→ **Texto da página**
#####

O cerne dessa discussão gira em torno da natureza jurídica das agremiações. A despeito de os partidos políticos terem sido reconhecidos como associações de caráter privado pelo primeiro Código Eleitoral brasileiro (Decreto n. 21.076/1932)[1] — o Código Assis Brasil —, com a aprovação do quarto Código Eleitoral (Lei n. 1.164/1950), durante o Governo Dutra, as greis tornaram-se pessoas jurídicas de direito público interno[2].
Sob a égide do Regime Militar, foi aprovado o quinto Código Eleitoral (Lei n. 4.737/1965) — ainda vigente — que silenciou sobre essa natureza em razão da aprovação, simultânea, da primeira Lei Orgânica dos Partidos Políticos (LOPP) que reafirma:
LOPP (Lei n. 4.740/1965). Art. 2º. Os partidos políticos, pessoas jurídicas de direito público interno, destinam-se a assegurar, no interesse do regime democrático, a autenticidade do sistema representativo. (grifo nosso)
A Constituição Cidadã de 1988 — atendendo aos anseios liberalizantes da redemocratização — além de assegurar ampla liberdade e autonomia às agremiações partidárias, no art. 17, restabelece a natureza jurídica de direito privado, posteriormente regulamentada pelo art. 1º da Lei dos Partidos Políticos (Lei n. 9.096/1995).
Assim, segundo o magistério de Augusto Aras, os atos praticados pelos partidos políticos passaram a ser classificados em três espécies: i) atos partidários simples (atos intrapartidários); ii) atos partidários qualificados (atos intrapartidários que influenciam diretamente o processo eleitoral); e iii) atos partidários propriamente eleitorais (atos praticados pelos partidos durante a eleição)[3].
Dessa forma, para a corrente majoritária[4], quando a ação judicial for proposta contra ato partidário simples — os atos intrapartidários que não influenciam o processo eleitoral e que não são atos propriamente eleitorais das greis — a natureza jurídica privada dos partidos atrai a competência residual da Justiça Comum Estadual. Esse entendimento foi firmado, desde o início dos anos 90, pelo Tribunal Superior Eleitoral, verbis:
“COMPETÊNCIA – AÇÃO ORDINÁRIA ANULATÓRIA – ATO DE ORGÃO DE DIREÇÃO DE PARTIDO POLÍTICO – INTERVENÇÃO. VERSANDO A AÇÃO A INSUBSISTÊNCIA DE ATO DE INTERVENÇÃO A ENVOLVER ÓRGÃOS DE PARTIDO POLÍTICO, A COMPETÊNCIA PARA JULGÁ-LA NÃO É DA JUSTICA ELEITORAL, MAS SIM DA JUSTICA COMUM”.[5]
Assim, com o voto de minerva do então Presidente Ministro Marco Aurélio Mello, o TSE passou a declinar da competência para julgar os atos partidários simples (atos intrapartidários) em favor da Justiça Comum, restando à jurisdição eleitoral apreciar apenas os atos partidários qualificados (atos intrapartidários que influenciem diretamente o processo eleitoral)[6] ou os atos partidários propriamente eleitorais (durante a eleição).

#####

→ **Dados extraídos**
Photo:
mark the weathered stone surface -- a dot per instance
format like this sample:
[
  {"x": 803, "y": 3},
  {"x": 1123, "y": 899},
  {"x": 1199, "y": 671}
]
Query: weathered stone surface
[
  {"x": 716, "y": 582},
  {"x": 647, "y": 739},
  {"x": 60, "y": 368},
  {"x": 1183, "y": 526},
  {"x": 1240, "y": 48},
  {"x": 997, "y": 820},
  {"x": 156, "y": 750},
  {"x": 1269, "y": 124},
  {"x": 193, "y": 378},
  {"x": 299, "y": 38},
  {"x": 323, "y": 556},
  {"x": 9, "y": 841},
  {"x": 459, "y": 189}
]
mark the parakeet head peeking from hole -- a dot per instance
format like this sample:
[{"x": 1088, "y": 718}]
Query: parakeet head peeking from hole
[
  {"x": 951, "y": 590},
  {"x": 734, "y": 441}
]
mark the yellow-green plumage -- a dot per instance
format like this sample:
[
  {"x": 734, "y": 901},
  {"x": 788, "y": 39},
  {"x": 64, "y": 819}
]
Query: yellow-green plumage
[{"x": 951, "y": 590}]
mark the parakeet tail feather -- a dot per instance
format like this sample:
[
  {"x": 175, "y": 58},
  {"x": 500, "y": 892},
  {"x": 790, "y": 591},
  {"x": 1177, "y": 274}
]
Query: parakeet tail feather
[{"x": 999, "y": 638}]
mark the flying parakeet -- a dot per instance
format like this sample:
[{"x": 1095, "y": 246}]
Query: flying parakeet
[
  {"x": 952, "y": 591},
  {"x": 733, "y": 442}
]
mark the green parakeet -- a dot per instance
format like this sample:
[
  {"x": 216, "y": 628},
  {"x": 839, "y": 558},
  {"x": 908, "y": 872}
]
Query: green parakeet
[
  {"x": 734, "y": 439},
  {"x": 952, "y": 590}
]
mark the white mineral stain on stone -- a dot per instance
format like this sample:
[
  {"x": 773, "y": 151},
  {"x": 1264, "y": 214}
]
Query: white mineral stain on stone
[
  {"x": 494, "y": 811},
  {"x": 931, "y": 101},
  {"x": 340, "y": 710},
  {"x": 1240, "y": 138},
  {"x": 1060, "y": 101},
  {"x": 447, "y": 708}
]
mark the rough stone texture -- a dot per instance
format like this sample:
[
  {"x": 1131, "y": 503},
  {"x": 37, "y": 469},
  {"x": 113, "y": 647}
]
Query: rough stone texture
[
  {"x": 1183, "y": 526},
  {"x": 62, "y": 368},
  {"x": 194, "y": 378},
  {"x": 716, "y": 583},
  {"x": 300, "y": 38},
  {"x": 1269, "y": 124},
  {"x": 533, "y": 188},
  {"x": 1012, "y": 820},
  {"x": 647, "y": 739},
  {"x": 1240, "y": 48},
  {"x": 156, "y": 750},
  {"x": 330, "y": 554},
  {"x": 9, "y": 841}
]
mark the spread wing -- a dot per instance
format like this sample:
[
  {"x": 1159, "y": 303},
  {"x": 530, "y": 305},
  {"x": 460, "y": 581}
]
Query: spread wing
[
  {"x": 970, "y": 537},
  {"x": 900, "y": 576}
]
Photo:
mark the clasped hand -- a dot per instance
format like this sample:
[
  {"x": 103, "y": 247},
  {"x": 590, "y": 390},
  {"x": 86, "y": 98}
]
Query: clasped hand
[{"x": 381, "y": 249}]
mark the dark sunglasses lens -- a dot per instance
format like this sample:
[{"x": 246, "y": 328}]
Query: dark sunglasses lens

#####

Transcreva, do texto sobre a natureza jurídica dos partidos políticos, o trecho de "Sob a égide" até "representativo. (grifo nosso)".

→ **Resultado final**
Sob a égide do Regime Militar, foi aprovado o quinto Código Eleitoral (Lei n. 4.737/1965) — ainda vigente — que silenciou sobre essa natureza em razão da aprovação, simultânea, da primeira Lei Orgânica dos Partidos Políticos (LOPP) que reafirma:
LOPP (Lei n. 4.740/1965). Art. 2º. Os partidos políticos, pessoas jurídicas de direito público interno, destinam-se a assegurar, no interesse do regime democrático, a autenticidade do sistema representativo. (grifo nosso)